### Stated problem
Reproduce each line exactly.

Dataset entries start

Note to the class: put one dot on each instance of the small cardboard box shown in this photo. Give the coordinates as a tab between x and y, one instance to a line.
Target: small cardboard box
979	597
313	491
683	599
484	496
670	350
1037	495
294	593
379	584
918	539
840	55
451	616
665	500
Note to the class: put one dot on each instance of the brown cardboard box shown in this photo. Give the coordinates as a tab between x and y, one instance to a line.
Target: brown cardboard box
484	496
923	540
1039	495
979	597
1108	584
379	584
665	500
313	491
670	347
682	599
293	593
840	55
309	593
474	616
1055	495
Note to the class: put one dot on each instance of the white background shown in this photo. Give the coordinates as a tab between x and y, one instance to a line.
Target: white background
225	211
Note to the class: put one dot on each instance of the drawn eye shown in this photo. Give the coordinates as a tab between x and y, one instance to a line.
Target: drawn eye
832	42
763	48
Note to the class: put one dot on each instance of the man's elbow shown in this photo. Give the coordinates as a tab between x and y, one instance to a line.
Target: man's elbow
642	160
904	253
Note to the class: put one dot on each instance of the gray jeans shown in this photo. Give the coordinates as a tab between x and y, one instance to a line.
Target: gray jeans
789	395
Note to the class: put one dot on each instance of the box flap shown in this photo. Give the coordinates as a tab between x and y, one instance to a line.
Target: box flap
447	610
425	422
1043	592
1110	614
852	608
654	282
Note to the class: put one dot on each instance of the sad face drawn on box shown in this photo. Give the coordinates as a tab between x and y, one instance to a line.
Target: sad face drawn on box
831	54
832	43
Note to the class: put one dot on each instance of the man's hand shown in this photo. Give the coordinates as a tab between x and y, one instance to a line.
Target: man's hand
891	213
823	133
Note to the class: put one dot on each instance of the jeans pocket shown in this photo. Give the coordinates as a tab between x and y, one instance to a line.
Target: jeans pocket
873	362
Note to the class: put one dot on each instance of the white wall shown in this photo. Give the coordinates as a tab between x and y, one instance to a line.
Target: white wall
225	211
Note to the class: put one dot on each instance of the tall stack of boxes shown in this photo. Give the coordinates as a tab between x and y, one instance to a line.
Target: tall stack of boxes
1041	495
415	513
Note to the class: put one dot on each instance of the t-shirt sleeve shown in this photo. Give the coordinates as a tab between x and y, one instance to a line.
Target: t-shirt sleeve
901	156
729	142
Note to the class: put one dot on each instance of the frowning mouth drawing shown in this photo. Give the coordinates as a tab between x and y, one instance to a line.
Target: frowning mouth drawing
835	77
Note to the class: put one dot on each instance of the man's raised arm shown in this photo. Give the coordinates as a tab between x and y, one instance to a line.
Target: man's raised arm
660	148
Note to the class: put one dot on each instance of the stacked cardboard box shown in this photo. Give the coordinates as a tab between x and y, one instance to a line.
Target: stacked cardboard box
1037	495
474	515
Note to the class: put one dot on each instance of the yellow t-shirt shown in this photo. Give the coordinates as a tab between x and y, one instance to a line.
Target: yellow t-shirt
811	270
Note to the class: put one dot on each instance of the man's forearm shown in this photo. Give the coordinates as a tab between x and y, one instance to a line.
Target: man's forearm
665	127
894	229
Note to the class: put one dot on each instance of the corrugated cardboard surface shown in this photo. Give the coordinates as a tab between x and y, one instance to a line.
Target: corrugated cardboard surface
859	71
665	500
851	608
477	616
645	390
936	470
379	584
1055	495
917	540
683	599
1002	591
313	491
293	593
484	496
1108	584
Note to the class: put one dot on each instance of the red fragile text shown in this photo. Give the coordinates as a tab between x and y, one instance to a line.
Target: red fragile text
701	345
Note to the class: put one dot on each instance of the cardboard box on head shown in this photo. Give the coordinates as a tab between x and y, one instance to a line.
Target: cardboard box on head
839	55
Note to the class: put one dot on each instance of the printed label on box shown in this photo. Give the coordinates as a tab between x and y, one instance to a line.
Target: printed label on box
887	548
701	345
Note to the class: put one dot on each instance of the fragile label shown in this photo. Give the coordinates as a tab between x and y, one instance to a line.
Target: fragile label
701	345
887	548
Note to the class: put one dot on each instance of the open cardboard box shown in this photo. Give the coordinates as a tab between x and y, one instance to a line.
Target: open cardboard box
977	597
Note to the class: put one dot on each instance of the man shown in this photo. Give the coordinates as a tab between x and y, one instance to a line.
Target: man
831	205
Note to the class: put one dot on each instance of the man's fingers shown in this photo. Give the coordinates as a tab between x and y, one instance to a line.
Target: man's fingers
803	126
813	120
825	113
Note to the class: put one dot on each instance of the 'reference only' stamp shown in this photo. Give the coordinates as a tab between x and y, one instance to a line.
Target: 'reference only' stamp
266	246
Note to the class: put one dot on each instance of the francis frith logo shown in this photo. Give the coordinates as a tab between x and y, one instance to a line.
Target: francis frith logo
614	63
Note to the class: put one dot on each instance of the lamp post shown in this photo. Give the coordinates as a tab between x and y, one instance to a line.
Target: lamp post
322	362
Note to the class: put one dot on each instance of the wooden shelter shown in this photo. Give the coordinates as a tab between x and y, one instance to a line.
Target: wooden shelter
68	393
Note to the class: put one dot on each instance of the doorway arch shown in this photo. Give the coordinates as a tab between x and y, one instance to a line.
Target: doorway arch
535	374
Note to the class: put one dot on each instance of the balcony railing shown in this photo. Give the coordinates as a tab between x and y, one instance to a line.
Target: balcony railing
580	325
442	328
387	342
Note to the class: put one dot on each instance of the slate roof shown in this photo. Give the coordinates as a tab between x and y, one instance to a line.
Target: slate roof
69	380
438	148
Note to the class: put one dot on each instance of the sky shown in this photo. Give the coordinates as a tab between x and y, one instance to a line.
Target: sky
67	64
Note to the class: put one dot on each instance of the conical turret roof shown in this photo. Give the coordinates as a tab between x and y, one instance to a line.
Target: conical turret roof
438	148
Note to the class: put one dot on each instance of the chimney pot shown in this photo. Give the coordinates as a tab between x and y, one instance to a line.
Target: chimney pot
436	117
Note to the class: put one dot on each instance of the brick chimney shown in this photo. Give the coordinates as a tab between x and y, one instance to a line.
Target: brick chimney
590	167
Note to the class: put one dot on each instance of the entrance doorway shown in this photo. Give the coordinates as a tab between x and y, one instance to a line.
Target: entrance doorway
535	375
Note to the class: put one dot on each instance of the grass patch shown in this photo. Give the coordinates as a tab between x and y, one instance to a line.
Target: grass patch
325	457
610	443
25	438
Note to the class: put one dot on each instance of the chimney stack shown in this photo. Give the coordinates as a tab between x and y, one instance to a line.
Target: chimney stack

Dataset entries end

### Output below
Note to the class: put one dot on each instance of the small cardboard box shown in this photo. Give the coordinates as a tab between x and y, one instance to a line.
Target: small cardboard box
979	597
313	491
683	599
484	496
670	350
1037	495
294	593
379	584
918	539
840	55
451	616
665	500
Note to the class: put one dot on each instance of the brown cardboard box shown in this photo. Give the coordinates as a tab between x and y, one instance to a line.
Target: brown cardboard box
484	496
923	540
1039	495
979	597
1108	584
379	584
665	500
313	491
670	347
682	599
293	593
840	55
309	593
474	616
1055	495
Note to the class: put one dot on each instance of the white background shown in this photo. Give the coordinates as a tab between x and y, one instance to a line.
Target: white background
225	211
Note to the class: put one dot on each instance of the drawn eye shown in this photo. Give the coordinates as a tab between x and y, one instance to a line.
Target: drawn eye
832	42
763	48
Note to the class: put one dot on each instance of the man's elbow shown in this photo. Give the coordinates as a tab between x and y, one instance to a line.
Target: man's elbow
642	160
904	253
Note to the class: put one dot on each instance of the gray jeans shown in this photo. Give the coordinates as a tab between x and y, one instance to a line.
Target: gray jeans
789	395
Note to the class: put one dot on each instance of the box flap shown in this photo. Give the coordinates as a tab between x and y, one instance to a line.
Target: box flap
447	610
425	422
1043	592
1110	614
852	608
654	282
Note to the class: put one dot on each instance of the sad face drawn on box shown in this photo. Give the coordinates as a tab between x and y, one instance to a line.
Target: sad face drawn on box
831	54
832	43
Note to the class: put one dot on each instance of the man's hand shown in this photo. Give the coordinates as a tab between x and y, one instance to a line.
Target: man's hand
891	213
823	133
Note to the class: put one dot on each instance of the jeans pocket shown in this photo. Give the coordinates as a tab between x and y, one instance to a line.
Target: jeans pocket
873	362
Note to the class: put one dot on each instance of the white wall shown in this photo. Give the coordinates as a tab between x and y, one instance to a line.
Target: white wall
225	211
Note to the class: put one dot on each instance of the tall stack of boxes shown in this photo. Give the coordinates as a tab between x and y, one instance to a line.
Target: tall stack of boxes
1041	495
415	513
Note to the class: put one dot on each instance of the t-shirt sleeve shown in this photo. Give the coordinates as a tab between x and y, one instance to a line.
Target: t-shirt sleeve
901	156
729	142
Note to the class: put one dot on each instance of the frowning mouth drawing shown in this photo. Give the coordinates as a tab between x and y, one instance to a line.
Target: frowning mouth drawing
835	77
Note to the class: put one dot on each instance of the man's raised arm shown in this photo. Give the coordinates as a tab between x and y, one instance to a line.
Target: man's raised arm
660	148
Note to the class: put one dot on each instance of the stacked cardboard box shown in this photo. Give the coordinates as a tab between x and y, one instance to a line.
Target: stacked cardboard box
1037	495
474	515
Note to the class: put one dot on each instance of the yellow t-shirt shown in this photo. Give the coordinates as a tab between x and y, one instance to a line.
Target: yellow t-shirt
811	270
Note to the class: put one dot on each instance of the man's forearm shown in this photo. Give the coordinates as a tab between x and y, one instance to a line.
Target: man's forearm
665	127
894	229
Note to the class: put one dot on each instance of the corrugated cardboard surface shown in this photo. Give the coordinates as a tab between x and y, one instance to a line.
Target: corrugated cardboard surface
859	71
665	500
851	608
477	616
645	390
936	470
379	584
1055	495
917	540
683	599
1002	591
313	491
293	593
484	496
1108	584
Note to the class: put one dot on each instance of the red fragile text shown in this photo. Give the coordinates as a tab between x and y, one instance to a line.
Target: red fragile text
701	345
Note to the class: put one dot on each instance of the cardboard box on head shown in this photo. Give the coordinates as a tab between x and y, one instance to a line.
Target: cardboard box on head
839	55
Note to the class: put one dot on each instance of the printed label on box shown in this photo. Give the coordinates as a tab between x and y, one instance to a line.
Target: printed label on box
887	548
701	345
Note to the class: put one dot on each instance of the fragile label shown in this photo. Give the coordinates as a tab between x and y, one instance to a line.
Target: fragile label
701	345
887	548
Note to the class: put one dot on each instance of the open cardboard box shown in this photo. Give the coordinates as a tab between x and y, one instance to a line.
Target: open cardboard box
977	597
Note to the class: put one dot on each instance of the man shown in this photo. Give the coordinates as a tab between x and y, one instance to a line.
Target: man
831	205
Note to the class: put one dot on each instance of the man's fingers shown in this photo. Give the coordinates as a tab between x and y, one instance to a line.
Target: man's fingers
803	126
813	120
825	113
Note to the class: put one dot on each instance of the 'reference only' stamp shown in this photo. Give the coordinates as a tab between x and y, one instance to a line.
Target: 'reference only' stamp
266	246
Note to the class: put one dot on each instance of the francis frith logo shown in this photo. Give the coordinates as a tab between x and y, one instance to a line.
Target: francis frith logo
614	63
Note to the class: put one dot on each instance of the lamp post shown in this photo. Give the coordinates as a tab between x and y, one instance to a line.
Target: lamp post
322	362
Note to the class: put one dot on each instance of the wooden shelter shown in this photo. Give the coordinates as a tab between x and y, one instance to a line.
Target: wooden shelter
68	393
Note to the class: put one dot on each instance of the doorway arch shown in this photo. Give the coordinates as a tab between x and y, one instance to a line.
Target: doorway arch
535	374
Note to the class: put one dot on each instance of the balcony railing shown in this photo. Give the coordinates as a tab between x and y, one instance to a line.
Target: balcony railing
580	325
442	328
387	342
Note to the class: put one dot on each instance of the slate roof shown in this photo. Give the coordinates as a tab between x and y, one instance to a line.
Target: slate roof
69	380
438	148
Note to the class: put one dot on each instance of the sky shown in this photo. Give the coordinates as a tab between x and y, one instance to a line.
Target: sky
67	64
Note to the class: put one dot on each instance of the conical turret roof shown in this photo. Give the coordinates as a tab between x and y, one instance to a line.
Target: conical turret roof
438	148
Note to the class: put one dot on each instance of the chimney pot shown in this photo. Give the coordinates as a tab between x and y, one instance to a line.
Target: chimney pot
436	117
Note to the class: put one dot on each instance of the brick chimney shown in this photo. Give the coordinates as a tab between x and y, one instance to a line.
Target: brick chimney
590	167
Note to the class: put one dot on each instance of the entrance doorway shown in this photo. Give the coordinates as a tab between x and y, one instance to a line.
Target: entrance doorway
535	375
Note to the class: put one dot on each instance of the grass patch shown in this photo. Give the coordinates as a tab between x and y, one instance to a line.
Target: grass patch
325	457
610	443
25	438
Note to the class: put one dot on each instance of the chimney stack shown in this photo. Give the coordinates as a tab between x and y, one instance to a line.
Target: chimney stack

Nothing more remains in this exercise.